Segment Start: Records supplied

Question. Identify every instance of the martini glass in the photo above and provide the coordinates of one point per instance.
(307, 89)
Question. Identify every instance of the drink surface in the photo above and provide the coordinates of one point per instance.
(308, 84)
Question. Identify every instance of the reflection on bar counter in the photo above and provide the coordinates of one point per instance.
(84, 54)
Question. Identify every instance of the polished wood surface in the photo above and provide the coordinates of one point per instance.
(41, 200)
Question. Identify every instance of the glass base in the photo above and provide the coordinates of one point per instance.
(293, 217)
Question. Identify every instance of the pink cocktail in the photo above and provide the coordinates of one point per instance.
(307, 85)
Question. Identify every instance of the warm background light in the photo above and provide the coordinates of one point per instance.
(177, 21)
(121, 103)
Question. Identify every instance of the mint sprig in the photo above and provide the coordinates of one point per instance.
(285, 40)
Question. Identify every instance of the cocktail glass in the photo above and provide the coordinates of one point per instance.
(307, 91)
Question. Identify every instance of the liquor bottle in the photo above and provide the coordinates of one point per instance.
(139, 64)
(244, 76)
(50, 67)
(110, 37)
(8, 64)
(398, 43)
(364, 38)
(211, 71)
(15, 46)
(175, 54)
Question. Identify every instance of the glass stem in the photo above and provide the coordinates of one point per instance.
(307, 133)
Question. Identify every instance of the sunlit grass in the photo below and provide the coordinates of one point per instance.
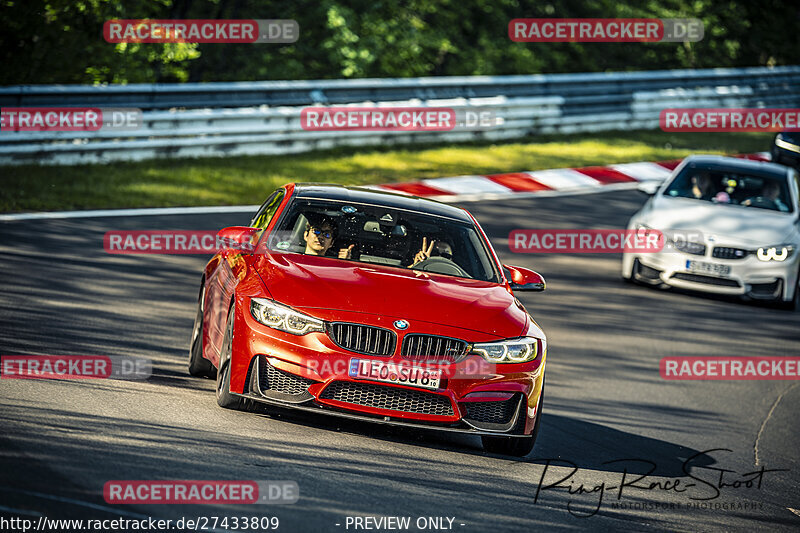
(249, 179)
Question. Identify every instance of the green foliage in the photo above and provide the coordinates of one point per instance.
(60, 41)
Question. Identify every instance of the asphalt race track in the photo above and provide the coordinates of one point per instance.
(605, 401)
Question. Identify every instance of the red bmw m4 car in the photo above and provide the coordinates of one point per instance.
(375, 306)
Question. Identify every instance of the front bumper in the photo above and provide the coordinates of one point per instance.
(748, 276)
(310, 372)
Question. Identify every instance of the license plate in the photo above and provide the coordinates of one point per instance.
(708, 268)
(389, 372)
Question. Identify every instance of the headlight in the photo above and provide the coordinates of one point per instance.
(284, 318)
(519, 350)
(782, 252)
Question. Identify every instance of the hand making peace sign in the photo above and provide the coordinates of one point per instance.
(426, 251)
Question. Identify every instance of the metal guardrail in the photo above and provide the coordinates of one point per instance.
(221, 119)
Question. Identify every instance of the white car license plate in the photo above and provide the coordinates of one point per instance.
(389, 372)
(708, 268)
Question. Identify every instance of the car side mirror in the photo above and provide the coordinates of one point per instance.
(523, 279)
(649, 187)
(237, 238)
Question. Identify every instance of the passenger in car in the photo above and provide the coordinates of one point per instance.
(319, 238)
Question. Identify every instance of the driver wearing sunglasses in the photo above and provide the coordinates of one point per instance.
(319, 238)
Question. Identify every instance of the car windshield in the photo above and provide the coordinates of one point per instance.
(733, 188)
(384, 236)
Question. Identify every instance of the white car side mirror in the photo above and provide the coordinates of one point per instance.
(649, 187)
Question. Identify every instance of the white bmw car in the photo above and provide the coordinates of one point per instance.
(730, 226)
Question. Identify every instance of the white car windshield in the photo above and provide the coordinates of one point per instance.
(384, 236)
(727, 187)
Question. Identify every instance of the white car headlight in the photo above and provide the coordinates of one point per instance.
(782, 252)
(275, 315)
(519, 350)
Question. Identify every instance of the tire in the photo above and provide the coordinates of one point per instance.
(199, 366)
(515, 446)
(224, 397)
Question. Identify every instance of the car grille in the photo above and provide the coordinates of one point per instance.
(708, 280)
(362, 339)
(491, 412)
(433, 348)
(693, 248)
(723, 252)
(275, 380)
(382, 397)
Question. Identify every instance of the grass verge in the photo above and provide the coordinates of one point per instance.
(249, 179)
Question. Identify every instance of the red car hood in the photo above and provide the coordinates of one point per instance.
(308, 282)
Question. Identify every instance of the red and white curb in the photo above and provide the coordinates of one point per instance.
(552, 182)
(547, 182)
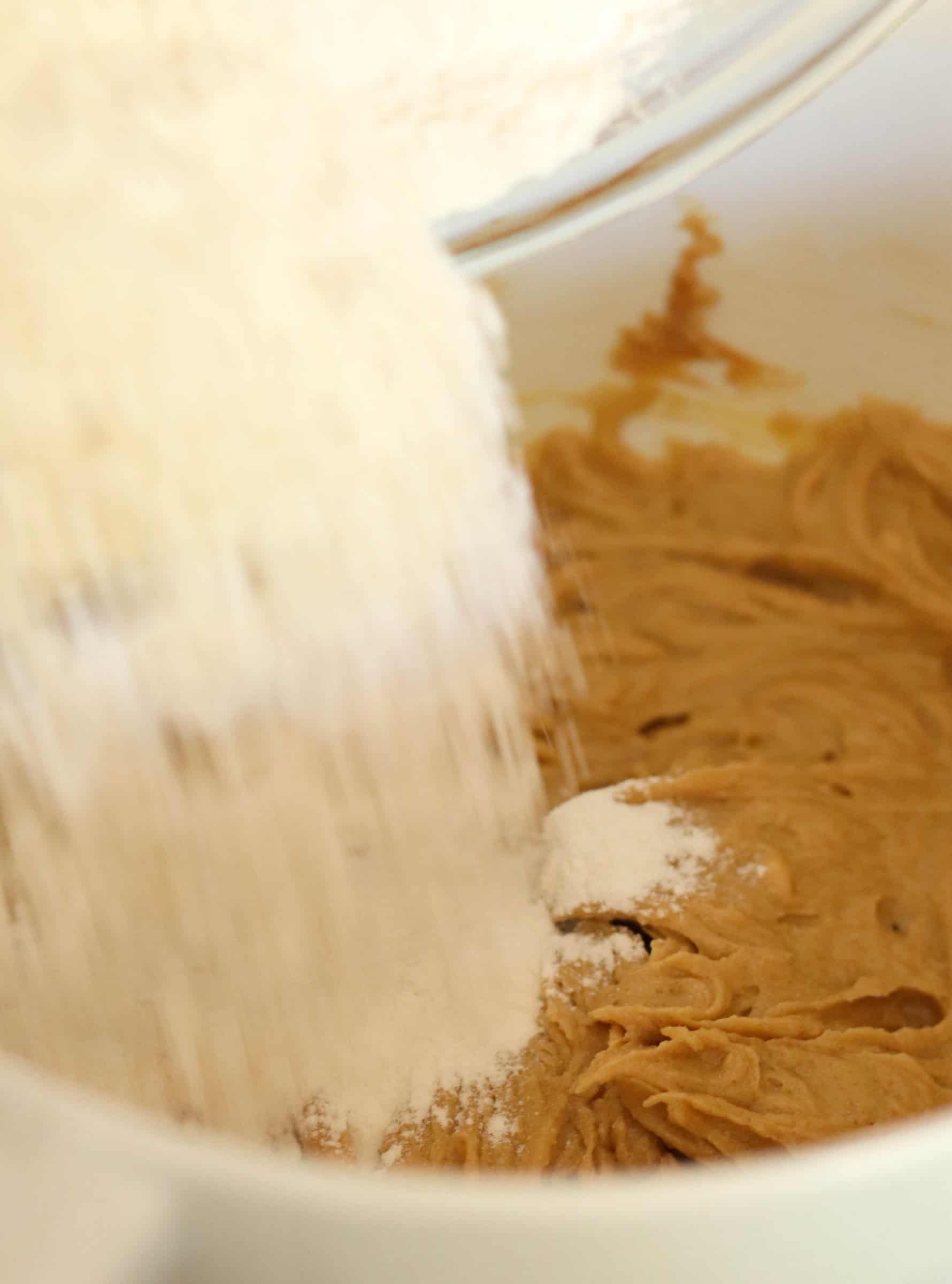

Segment End: Records supplied

— What the task requires —
Return each line above word for word. Skip the pictures.

— Task output —
Question. Identify every instance of the martini glass in the photo above and provide the coordinates of one point per instance.
(307, 89)
Question. Identify every instance of the drink surface in the photo above and provide the coordinates of one point per instance.
(308, 84)
Question. Identify every instance of the reflection on bar counter in the photo above and provide the coordinates of one point per instance.
(84, 54)
Question. Identify every instance of the polished wood surface in the photo above and provide the coordinates of one point per instance.
(41, 200)
Question. Identify every instance of the glass base in the photo above and provide the coordinates of one point per instance.
(293, 217)
Question. Identify every instance of the pink cocktail in the photo above and provide the coordinates of one point per instance.
(307, 85)
Question. Identify every instance of the warm background light in the photo above and provide the coordinates of one point per instance.
(177, 21)
(121, 103)
Question. Identify every instance of the mint sprig in the photo above and provide the coordinates of one point per instance.
(285, 40)
Question. Identify every instance of the cocktail glass in the photo above and provide the coordinates of one point per instance.
(307, 91)
Question. Identify every instance of the liquor bottle in the photo above and provide the coordinates of one point per instance.
(139, 64)
(244, 76)
(50, 67)
(110, 37)
(8, 64)
(398, 43)
(364, 38)
(211, 71)
(15, 46)
(175, 54)
Question. Identify every instance of the glass stem in the photo above and provide the coordinates of one point per instance.
(307, 133)
Question. Identify every instance of the sunlit grass in the photo below and provide the coordinates of one point per instance.
(249, 179)
Question. Identify every instance of the green foliage in the photo above and provide the coordinates of one point per instance.
(60, 41)
Question. Identify every instance of the asphalt race track in the photo above and provide the coordinates of one point per instance.
(605, 401)
Question. Identify every instance of the red bmw m4 car in the photo above and provide the coordinates of one point per instance.
(375, 306)
Question. Identify every instance of the front bumper in the photo above and provide the coordinates of one point per instance.
(748, 276)
(310, 372)
Question. Identify every instance of the license plate in the photo above and provide the coordinates of one point per instance.
(708, 268)
(389, 372)
Question. Identify every instance of the headlight in the photo above and provide the coordinates of one point per instance.
(284, 318)
(519, 350)
(782, 252)
Question. Identify every instance of the hand making peace sign in the photo above and provide the coordinates of one point per instance.
(426, 251)
Question. Identify every instance of the metal guardrail in the photo above and provide the coordinates of one point per instance.
(221, 119)
Question. Identify every instance of the white car license plate in the photo above and provide the coordinates of one point per instance.
(389, 372)
(708, 268)
Question. Identify every instance of the car side mirror in the photo above and provide the coordinates of one point per instance.
(523, 279)
(649, 187)
(237, 238)
Question. Identify every instance of the passenger in car in the photo above and provide the coordinates of one point per instance.
(319, 238)
Question. Identify every instance of the driver wearing sunglasses in the photo above and provide the coordinates of one point per instance.
(319, 238)
Question. Identify every instance of the car windshield in the photo above and provide the coordinates of one point per instance.
(733, 188)
(384, 236)
Question. Identify every instance of the white car side mirror in the photo above and provide the coordinates of one point per instance.
(649, 187)
Question. Identify every instance of the white bmw car in the photo above and provide the coordinates of one point per instance.
(730, 226)
Question. Identify every instance of the white car windshield in the photo above and provide the coordinates of one point per instance.
(384, 236)
(727, 187)
Question. Identify every instance of the white car headlight in the photo above and provide the coordinates of one point per instance.
(782, 252)
(275, 315)
(519, 350)
Question. Identify every instance of the tire in the photo above and provide the coordinates of one point per instance.
(199, 366)
(515, 446)
(224, 397)
Question. Identify every instance of the car grille in the photo above and provide the coordinates of one point per instance.
(708, 280)
(362, 339)
(491, 412)
(433, 348)
(693, 248)
(723, 252)
(275, 380)
(382, 397)
Question. Identify every instance of the grass verge in the photo above and provide the coordinates of one point per instance.
(249, 179)
Question. Identify every instance of the red car hood in the photo above and provide the coordinates of one point per instance.
(308, 282)
Question. Identify every instance of the red and white curb in the photo above and provide the coordinates of one point per instance.
(552, 182)
(547, 182)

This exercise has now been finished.